[Start of Source records]
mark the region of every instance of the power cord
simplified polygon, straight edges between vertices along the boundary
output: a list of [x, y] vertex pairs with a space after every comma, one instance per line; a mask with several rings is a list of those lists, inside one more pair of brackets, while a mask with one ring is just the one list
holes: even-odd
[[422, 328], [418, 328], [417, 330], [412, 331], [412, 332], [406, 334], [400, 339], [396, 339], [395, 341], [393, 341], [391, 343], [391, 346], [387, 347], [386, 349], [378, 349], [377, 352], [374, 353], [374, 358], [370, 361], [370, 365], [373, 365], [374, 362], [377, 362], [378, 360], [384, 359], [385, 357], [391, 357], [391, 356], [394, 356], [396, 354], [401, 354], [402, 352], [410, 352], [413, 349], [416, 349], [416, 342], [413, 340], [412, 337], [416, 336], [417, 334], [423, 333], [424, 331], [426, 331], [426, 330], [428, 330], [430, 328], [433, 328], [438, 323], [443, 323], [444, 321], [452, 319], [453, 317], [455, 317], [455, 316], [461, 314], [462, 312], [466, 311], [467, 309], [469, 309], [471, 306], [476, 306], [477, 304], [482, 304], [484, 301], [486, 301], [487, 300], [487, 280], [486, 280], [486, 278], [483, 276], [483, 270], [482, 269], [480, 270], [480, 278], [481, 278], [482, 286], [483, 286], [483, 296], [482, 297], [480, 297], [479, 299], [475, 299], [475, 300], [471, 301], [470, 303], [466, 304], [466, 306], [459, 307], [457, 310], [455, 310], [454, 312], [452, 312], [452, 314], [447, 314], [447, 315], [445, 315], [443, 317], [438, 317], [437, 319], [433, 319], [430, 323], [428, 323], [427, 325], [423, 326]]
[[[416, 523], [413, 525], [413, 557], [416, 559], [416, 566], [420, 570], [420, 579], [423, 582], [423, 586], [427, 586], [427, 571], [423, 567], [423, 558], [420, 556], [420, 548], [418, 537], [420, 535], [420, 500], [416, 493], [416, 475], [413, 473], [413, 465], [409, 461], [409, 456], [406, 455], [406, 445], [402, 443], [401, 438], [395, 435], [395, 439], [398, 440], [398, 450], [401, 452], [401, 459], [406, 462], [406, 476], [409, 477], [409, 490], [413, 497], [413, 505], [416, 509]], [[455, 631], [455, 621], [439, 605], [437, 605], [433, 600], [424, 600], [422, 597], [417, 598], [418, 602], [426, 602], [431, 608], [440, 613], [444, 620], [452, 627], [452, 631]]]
[End of Source records]
## What this task involves
Can you copy every entry above line for line, with no changes?

## Solved problem
mark the region of every instance of the power cord
simplified polygon, straight edges between vertices along the boundary
output: a list of [x, y] vertex pairs with a space after every comma, one instance per line; a mask with several rings is a list of those lists, inside one more pair of brackets, while a mask with one ring is just the one list
holes: even-odd
[[422, 328], [418, 328], [417, 330], [412, 331], [412, 332], [406, 334], [400, 339], [396, 339], [395, 341], [393, 341], [391, 343], [391, 346], [387, 347], [386, 349], [378, 349], [377, 352], [374, 353], [374, 358], [370, 361], [370, 365], [373, 365], [374, 362], [377, 362], [378, 360], [384, 359], [385, 357], [391, 357], [391, 356], [394, 356], [396, 354], [401, 354], [402, 352], [410, 352], [413, 349], [416, 349], [416, 342], [413, 340], [412, 337], [416, 336], [417, 334], [423, 333], [424, 331], [426, 331], [426, 330], [428, 330], [430, 328], [433, 328], [438, 323], [443, 323], [444, 321], [452, 319], [453, 317], [455, 317], [455, 316], [461, 314], [462, 312], [466, 311], [467, 309], [469, 309], [471, 306], [476, 306], [477, 304], [482, 304], [484, 301], [486, 301], [487, 300], [487, 280], [486, 280], [486, 278], [483, 276], [483, 270], [482, 269], [480, 270], [480, 278], [481, 278], [482, 286], [483, 286], [483, 296], [482, 297], [480, 297], [479, 299], [475, 299], [475, 300], [471, 301], [470, 303], [466, 304], [466, 306], [459, 307], [457, 310], [455, 310], [454, 312], [452, 312], [452, 314], [447, 314], [447, 315], [445, 315], [443, 317], [438, 317], [437, 319], [433, 319], [430, 323], [428, 323], [427, 325], [423, 326]]
[[[416, 523], [413, 525], [413, 557], [416, 559], [416, 566], [420, 570], [420, 579], [423, 582], [423, 586], [427, 586], [427, 571], [423, 567], [423, 558], [420, 556], [420, 548], [418, 537], [420, 535], [420, 500], [416, 493], [416, 475], [413, 473], [413, 465], [409, 461], [409, 456], [406, 455], [406, 445], [402, 443], [401, 438], [395, 435], [395, 439], [398, 440], [398, 450], [401, 452], [401, 459], [406, 462], [406, 476], [409, 477], [409, 490], [413, 497], [413, 505], [416, 509]], [[455, 631], [455, 621], [439, 605], [437, 605], [433, 600], [424, 600], [422, 597], [417, 598], [418, 602], [426, 602], [431, 608], [440, 613], [444, 620], [452, 627], [452, 631]]]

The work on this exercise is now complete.